### Problem description
Could you please retype all of the records exactly, skipping any pictures?
──────── Given records ────────
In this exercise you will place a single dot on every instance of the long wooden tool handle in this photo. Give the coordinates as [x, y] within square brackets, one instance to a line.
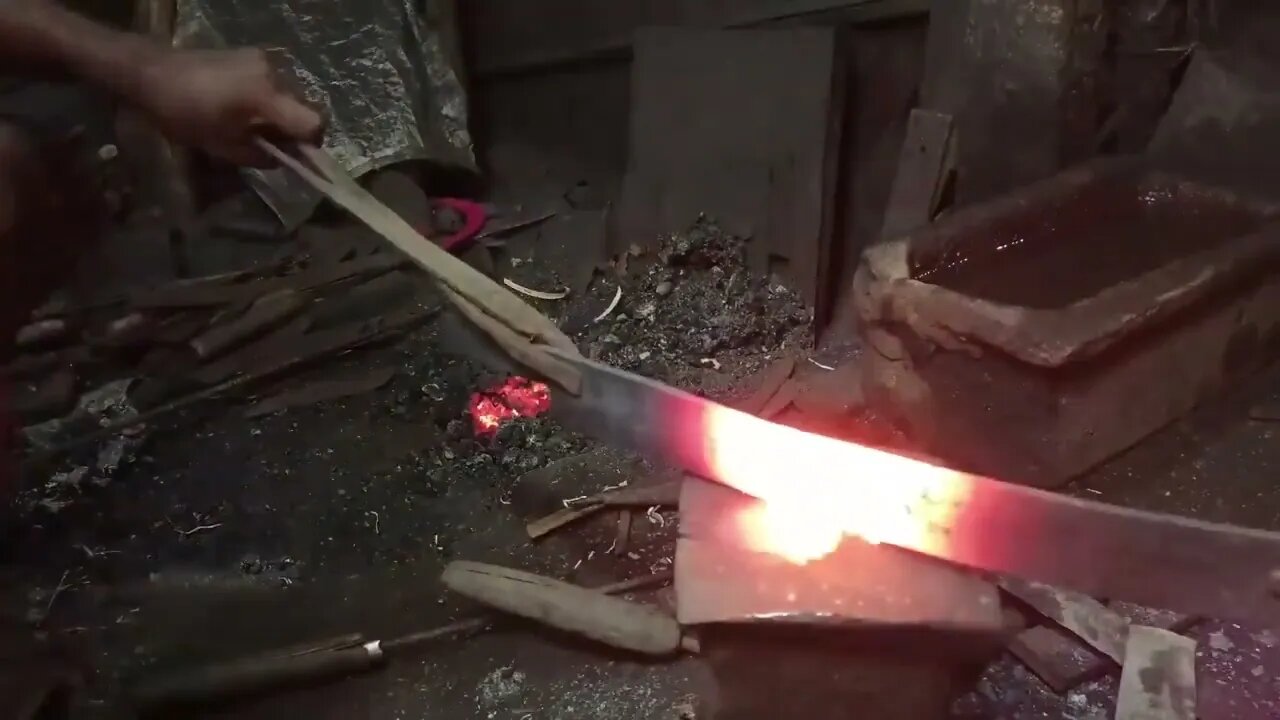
[251, 677]
[460, 277]
[611, 620]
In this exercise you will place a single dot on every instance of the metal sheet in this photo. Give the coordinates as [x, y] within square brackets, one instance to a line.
[385, 73]
[860, 584]
[1101, 550]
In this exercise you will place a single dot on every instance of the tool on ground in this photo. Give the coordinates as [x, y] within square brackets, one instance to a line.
[515, 326]
[1102, 550]
[574, 609]
[309, 664]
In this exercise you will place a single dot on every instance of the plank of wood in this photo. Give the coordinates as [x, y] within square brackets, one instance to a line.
[1082, 615]
[494, 300]
[920, 172]
[266, 313]
[611, 620]
[1064, 662]
[1159, 677]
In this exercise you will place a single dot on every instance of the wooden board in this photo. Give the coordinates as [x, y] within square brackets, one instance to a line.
[1083, 616]
[1064, 661]
[920, 172]
[734, 121]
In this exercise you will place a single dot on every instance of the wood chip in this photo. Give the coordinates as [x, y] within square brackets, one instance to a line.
[269, 311]
[548, 524]
[1064, 662]
[531, 292]
[1159, 677]
[611, 620]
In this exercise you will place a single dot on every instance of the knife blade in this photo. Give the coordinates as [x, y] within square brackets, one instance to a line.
[1114, 552]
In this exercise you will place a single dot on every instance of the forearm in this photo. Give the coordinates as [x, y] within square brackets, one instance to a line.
[41, 33]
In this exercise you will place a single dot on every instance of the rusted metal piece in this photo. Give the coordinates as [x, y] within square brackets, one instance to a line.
[1037, 391]
[860, 584]
[268, 313]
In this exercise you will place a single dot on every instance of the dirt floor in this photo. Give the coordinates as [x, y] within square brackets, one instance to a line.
[228, 536]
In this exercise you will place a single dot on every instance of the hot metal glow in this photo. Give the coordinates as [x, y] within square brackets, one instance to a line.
[513, 397]
[817, 490]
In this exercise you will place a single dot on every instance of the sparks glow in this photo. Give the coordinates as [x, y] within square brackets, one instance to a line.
[513, 397]
[817, 490]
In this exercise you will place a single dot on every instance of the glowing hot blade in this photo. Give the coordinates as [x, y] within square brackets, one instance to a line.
[819, 487]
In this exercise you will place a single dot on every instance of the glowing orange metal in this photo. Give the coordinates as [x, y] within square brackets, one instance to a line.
[513, 397]
[817, 490]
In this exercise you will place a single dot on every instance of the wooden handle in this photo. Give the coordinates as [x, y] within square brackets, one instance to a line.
[241, 679]
[611, 620]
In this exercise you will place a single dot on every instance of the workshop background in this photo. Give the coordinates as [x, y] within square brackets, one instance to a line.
[1031, 240]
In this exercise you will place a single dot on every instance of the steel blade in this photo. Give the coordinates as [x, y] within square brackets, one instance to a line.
[1102, 550]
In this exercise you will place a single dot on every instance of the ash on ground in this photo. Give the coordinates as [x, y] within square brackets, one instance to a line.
[691, 314]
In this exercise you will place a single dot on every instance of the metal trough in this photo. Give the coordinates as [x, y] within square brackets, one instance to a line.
[1034, 336]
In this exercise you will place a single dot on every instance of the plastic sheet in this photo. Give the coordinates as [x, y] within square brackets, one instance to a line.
[385, 72]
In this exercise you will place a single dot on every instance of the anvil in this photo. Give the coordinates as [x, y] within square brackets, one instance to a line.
[1102, 550]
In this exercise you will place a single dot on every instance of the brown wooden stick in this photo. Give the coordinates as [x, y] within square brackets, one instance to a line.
[574, 609]
[519, 347]
[644, 496]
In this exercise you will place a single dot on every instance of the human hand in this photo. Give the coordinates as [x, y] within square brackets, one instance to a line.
[220, 100]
────────
### Output
In this exercise you will place a single dot on every instance of the long wooden tool handle in this photo. Give the coordinates as [x, y] within square brackets, one instance to a line.
[251, 677]
[460, 277]
[611, 620]
In this exercise you will place a single dot on every instance of the metal sheet in this photo. Give the coordinates as [x, y] within square brackets, one instance to a line.
[385, 73]
[860, 584]
[1101, 550]
In this exercise you will place a single dot on every instance of the tool on ground in this photo. Give the coordinates as [x, y] within square brackets, one instance to a line.
[515, 326]
[1102, 550]
[574, 609]
[309, 664]
In this exercise you will place a single dot on every instance of the plank of wood in this photo. Give the coordinates as [x, y] within square brackets, one instance to a line.
[1082, 615]
[494, 300]
[920, 172]
[266, 313]
[611, 620]
[1064, 662]
[1159, 677]
In this exercise you will place a single dot on every instance of the wooden board in this photo. Give the coordinates as [x, y] within square brackets, one instance to a line.
[1083, 616]
[1064, 661]
[920, 172]
[734, 121]
In this exercise you will place a single dot on every instance of the wood chip in this photo. Give the coordinates as [x, y] within square brackets, one instance to a line.
[269, 311]
[548, 524]
[1064, 662]
[531, 292]
[1159, 677]
[611, 620]
In this exercise you will place a single dot on every instance of the knife blade in this photo. Give the coordinates as [x, y] within square brackets, one instance to a line.
[1114, 552]
In this exercise you will place a single dot on every instance of the forearm in this photo. Give the coordinates as [x, y] within square brackets, one instance to a line.
[41, 33]
In this exercise you will place a single dot on every instance of the rusted metal piece in this photo. Give the coordinates as [x, y] within square brackets, one instance to a line.
[1037, 391]
[860, 584]
[268, 313]
In this exercise you will place a single dot on every instance of the dirt floor in this photo. Give the coordinates as [x, y] within square brackets, one instance to a line.
[228, 536]
In this exercise you will place a single dot on every instance of the hot metal glow in this photo. Give the coordinates as [x, y] within square brackets, one instance to a line.
[513, 397]
[817, 490]
In this exercise you will place a single dot on every instance of the sparks glow in this photo. Give the coordinates as [x, y] within square brackets, one instance to a line.
[513, 397]
[817, 490]
In this exercise you will place a single dot on every instance of the glowing hot blade in this photo. Give the coordinates as [x, y] within square brackets, one instance to a line.
[819, 487]
In this exercise you will place a single dot on every instance of the glowing orange metal in this photo. Give the coordinates as [x, y] within square brackets, one instance to a line.
[513, 397]
[817, 490]
In this exercise you will place a single dot on every instance of the wooden handle in this photo. Give the coordinates as [x, y] within square brackets, one instance to a line.
[241, 679]
[611, 620]
In this exercise you will place a single dot on every instance of the workshop background in this photo. Give the coordinates as [x, y] within square brackets, one instance to a line.
[1031, 240]
In this exercise you will place a single dot on every instance of the steel blade in this photo. Give the coordinates as [x, y] within square brackets, one instance to a line.
[1102, 550]
In this exercise you will place a single dot on every instance of the ash on ground in this photo. Give the coordinates as [x, y] within square brackets, one instance to a line.
[691, 314]
In this exercise you will place a single dot on every instance of the metal trough in this photo. Give the coordinates as [x, y] within square brackets, one instance to a line.
[1034, 336]
In this exercise you will place a single dot on every instance of the plastic sheet in this photo. Give the coordinates as [x, y] within square brackets, one instance to a line.
[385, 72]
In this exercise you will place a single dot on every instance of the anvil in this photo. Give the coordinates as [x, y] within square brackets, one instance to a line.
[1102, 550]
In this exercise you will place a single dot on every instance of the brown wooden stick in this photo. Give the coordinates as [x, y] within square brackets, one instance to a line.
[574, 609]
[519, 347]
[644, 496]
In this exercise you will place a single dot on every instance of the human hand in this photo. Give the coordinates as [x, y] within square brackets, one instance to a line.
[220, 100]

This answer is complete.